▶ [PROBLEM TO SOLVE]:
Every entry should be repeated exactly. Omit the pictures.

[Collected data]
┄┄┄┄┄┄┄┄┄┄

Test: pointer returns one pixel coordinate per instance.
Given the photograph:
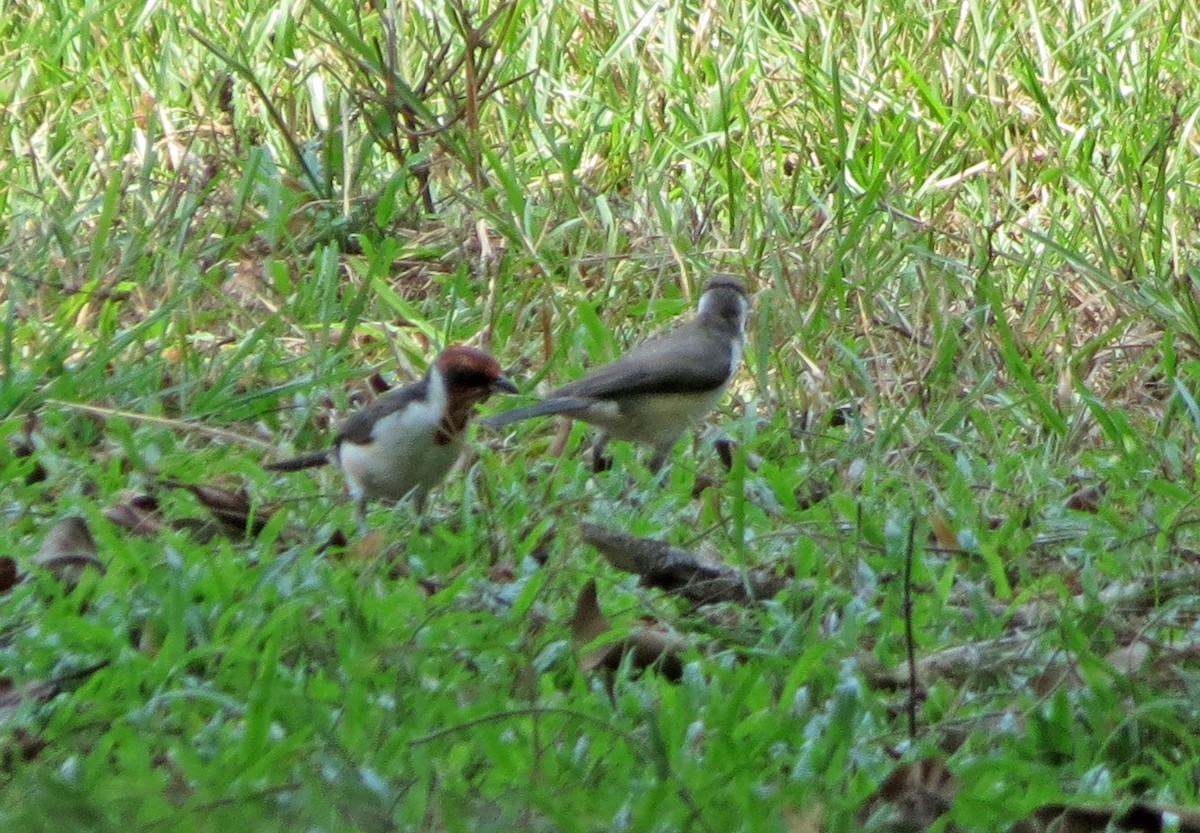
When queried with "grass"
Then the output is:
(970, 235)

┄┄┄┄┄┄┄┄┄┄

▶ [RESPONSE BELOW]:
Test: pointer returns one pixel coordinate per instance.
Given the photograph:
When queried with "grass"
Then the output is:
(970, 235)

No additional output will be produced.